What you should do:
Starting at the line with "Where can the cliff", transcribe each line through the final one, both included, and add nothing.

Material for the task:
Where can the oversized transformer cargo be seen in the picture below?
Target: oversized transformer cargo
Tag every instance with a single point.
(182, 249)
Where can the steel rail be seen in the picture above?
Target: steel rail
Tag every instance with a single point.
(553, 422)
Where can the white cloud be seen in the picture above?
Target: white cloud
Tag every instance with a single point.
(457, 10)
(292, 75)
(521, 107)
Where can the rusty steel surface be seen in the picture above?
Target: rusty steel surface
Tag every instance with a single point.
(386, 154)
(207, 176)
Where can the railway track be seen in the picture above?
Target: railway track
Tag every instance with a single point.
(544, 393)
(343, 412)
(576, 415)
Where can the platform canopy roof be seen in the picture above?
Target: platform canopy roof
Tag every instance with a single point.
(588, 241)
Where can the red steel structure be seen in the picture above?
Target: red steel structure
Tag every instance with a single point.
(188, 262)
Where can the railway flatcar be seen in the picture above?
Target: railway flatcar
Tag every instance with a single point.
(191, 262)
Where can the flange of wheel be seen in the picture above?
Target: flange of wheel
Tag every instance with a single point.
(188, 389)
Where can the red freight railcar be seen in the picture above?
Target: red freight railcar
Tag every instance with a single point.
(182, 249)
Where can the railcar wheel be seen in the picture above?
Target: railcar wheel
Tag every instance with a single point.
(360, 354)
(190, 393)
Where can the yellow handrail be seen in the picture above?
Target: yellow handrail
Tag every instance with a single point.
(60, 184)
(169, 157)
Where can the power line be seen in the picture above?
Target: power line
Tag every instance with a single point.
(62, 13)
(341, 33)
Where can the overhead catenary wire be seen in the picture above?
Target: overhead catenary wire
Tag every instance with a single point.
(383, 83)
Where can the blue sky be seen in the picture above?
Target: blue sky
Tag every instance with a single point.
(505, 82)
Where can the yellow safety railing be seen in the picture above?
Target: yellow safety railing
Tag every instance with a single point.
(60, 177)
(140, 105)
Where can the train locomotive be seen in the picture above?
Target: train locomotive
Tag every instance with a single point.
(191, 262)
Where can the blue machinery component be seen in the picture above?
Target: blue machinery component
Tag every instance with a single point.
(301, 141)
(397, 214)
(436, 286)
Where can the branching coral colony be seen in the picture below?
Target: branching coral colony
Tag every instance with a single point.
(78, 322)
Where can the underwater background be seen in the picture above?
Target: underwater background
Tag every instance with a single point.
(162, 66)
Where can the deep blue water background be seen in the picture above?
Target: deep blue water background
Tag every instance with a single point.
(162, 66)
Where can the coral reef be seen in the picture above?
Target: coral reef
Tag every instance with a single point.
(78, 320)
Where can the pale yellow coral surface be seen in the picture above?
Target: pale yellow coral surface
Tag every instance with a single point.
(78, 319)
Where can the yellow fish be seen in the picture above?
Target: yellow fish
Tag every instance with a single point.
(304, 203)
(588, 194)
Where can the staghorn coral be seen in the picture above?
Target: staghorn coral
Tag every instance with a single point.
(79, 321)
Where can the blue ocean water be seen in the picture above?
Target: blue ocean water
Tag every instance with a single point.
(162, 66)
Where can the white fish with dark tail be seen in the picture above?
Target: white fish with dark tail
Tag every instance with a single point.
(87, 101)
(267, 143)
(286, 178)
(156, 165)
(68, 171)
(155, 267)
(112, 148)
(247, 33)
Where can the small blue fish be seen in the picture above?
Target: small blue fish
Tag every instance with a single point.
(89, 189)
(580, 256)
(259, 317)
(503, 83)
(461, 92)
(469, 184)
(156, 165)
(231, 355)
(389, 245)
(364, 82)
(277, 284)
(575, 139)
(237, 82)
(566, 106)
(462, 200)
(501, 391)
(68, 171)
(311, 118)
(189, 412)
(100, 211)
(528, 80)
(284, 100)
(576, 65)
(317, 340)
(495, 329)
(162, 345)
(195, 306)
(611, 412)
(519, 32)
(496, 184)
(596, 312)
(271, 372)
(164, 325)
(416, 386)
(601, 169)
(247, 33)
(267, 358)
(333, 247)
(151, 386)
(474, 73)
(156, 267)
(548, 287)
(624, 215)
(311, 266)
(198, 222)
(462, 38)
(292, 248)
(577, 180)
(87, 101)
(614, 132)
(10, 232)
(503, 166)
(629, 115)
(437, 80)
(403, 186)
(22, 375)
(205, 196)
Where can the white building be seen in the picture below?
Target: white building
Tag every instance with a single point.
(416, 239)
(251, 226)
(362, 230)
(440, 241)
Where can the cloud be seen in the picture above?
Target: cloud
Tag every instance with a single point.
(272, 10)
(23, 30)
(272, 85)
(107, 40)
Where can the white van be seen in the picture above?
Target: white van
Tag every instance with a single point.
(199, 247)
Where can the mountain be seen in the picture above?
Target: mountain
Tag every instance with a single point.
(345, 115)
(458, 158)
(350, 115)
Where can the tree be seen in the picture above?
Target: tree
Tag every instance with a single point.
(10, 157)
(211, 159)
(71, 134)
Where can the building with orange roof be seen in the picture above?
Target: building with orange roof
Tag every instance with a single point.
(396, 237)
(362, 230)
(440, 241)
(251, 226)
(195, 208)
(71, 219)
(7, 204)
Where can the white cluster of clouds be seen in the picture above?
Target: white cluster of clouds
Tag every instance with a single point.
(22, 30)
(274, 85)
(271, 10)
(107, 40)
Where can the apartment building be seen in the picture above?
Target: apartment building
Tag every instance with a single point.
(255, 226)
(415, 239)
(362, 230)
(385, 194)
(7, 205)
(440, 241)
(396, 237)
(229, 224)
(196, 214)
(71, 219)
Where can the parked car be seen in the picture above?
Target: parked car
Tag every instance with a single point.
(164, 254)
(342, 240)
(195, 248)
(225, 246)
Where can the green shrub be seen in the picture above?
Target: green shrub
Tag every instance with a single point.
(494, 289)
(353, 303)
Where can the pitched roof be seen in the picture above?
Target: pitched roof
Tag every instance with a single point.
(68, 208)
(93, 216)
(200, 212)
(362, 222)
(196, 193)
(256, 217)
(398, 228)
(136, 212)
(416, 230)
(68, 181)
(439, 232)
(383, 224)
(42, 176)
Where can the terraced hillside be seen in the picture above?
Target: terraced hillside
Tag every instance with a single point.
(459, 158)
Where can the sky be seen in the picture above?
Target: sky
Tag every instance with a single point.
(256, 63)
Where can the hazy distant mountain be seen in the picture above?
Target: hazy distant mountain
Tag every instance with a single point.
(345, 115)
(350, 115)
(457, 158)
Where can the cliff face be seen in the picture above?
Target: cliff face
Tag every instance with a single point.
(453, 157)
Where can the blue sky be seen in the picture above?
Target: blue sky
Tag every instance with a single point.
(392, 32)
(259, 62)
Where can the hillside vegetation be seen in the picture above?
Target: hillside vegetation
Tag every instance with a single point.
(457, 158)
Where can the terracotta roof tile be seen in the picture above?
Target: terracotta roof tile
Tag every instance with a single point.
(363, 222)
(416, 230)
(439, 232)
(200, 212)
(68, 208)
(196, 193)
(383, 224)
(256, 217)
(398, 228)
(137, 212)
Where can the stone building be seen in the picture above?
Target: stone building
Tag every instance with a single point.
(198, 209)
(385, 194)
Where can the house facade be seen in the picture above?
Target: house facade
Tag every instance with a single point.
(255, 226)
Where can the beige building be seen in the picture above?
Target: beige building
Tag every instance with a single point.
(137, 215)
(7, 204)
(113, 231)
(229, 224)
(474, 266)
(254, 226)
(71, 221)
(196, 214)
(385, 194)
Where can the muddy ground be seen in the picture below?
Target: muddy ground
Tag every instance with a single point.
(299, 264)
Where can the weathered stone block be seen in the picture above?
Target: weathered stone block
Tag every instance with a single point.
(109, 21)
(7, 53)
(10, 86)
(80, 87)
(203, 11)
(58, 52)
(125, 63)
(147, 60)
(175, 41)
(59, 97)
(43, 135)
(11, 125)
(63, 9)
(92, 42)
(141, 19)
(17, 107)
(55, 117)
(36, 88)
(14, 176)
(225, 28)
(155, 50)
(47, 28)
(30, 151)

Complete answer:
Where can the cliff face be seen in the picture above?
Target: cliff face
Tag every instance with a single point.
(453, 157)
Where can the blue sky be seen in the picture above?
Target: blue sky
Tag every instance with a single point.
(392, 32)
(259, 62)
Where can the hillside vegetation be seen in the picture above?
Target: hillside vegetation
Tag every instance with a single point.
(457, 158)
Where can the terracotta roof tile be seen in the picture above?
Target: terracotta roof tile
Tag every instance with a single point.
(363, 222)
(416, 230)
(439, 232)
(200, 212)
(68, 208)
(196, 193)
(383, 224)
(256, 217)
(398, 228)
(137, 212)
Where can the stone building be seen in the picture above?
Target: stone building
Tag every instance with a single point.
(198, 209)
(385, 194)
Where can the house facade be seen in the picture above?
Target: house facade
Tag every instance with a single point.
(255, 226)
Where can the beige building be seen in the picture above?
Target: beige building
Tag every instance with a single point.
(137, 215)
(7, 204)
(113, 231)
(229, 224)
(474, 266)
(254, 226)
(71, 221)
(196, 214)
(385, 194)
Where can the muddy ground be seen in the picture below?
Target: muddy ground
Tag every instance with a single point.
(299, 264)
Where can the weathered stone block be seen in the picture above?
Target: weathered stone block
Tag every instance with a single point.
(109, 21)
(7, 53)
(10, 86)
(80, 87)
(203, 11)
(58, 52)
(125, 63)
(147, 60)
(175, 41)
(59, 97)
(43, 135)
(11, 125)
(63, 9)
(92, 42)
(141, 19)
(17, 107)
(55, 117)
(36, 88)
(14, 176)
(225, 28)
(155, 50)
(47, 28)
(30, 151)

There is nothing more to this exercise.